■ **TASK INSTRUCTIONS**
Rewrite every line of the records below, swapping "lamp post" for "street lamp" and leaving everything else unchanged. Omit the pictures from your answer.

[Dataset records]
——————

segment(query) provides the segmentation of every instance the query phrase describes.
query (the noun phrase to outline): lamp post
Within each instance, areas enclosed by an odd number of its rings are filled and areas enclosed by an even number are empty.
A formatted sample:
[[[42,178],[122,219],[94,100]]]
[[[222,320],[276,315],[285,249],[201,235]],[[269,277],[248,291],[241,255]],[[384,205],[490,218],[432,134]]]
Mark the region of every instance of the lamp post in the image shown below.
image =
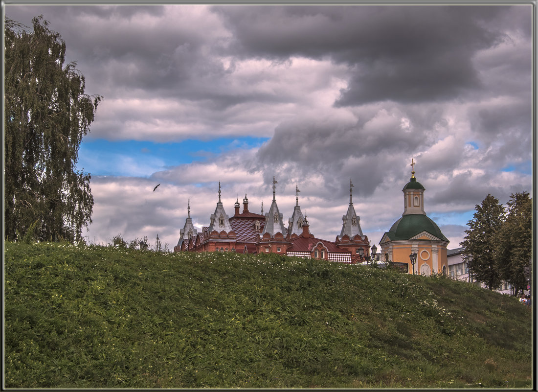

——————

■ **RESULT OF THE TASK**
segment(query) provides the segmentation of every instance the query phrase describes.
query (the noun phrase to outline): street lamp
Within each instance, areas enclosed by an odd number of its rings are filled and areas enclosed by an even number are empty.
A formatted sample:
[[[42,178],[122,219],[94,100]]]
[[[222,320],[276,315],[285,249],[201,235]],[[269,277],[248,291],[241,255]],[[384,205],[490,218],[432,134]]]
Mark the region of every instance of the street lamp in the image shown below.
image =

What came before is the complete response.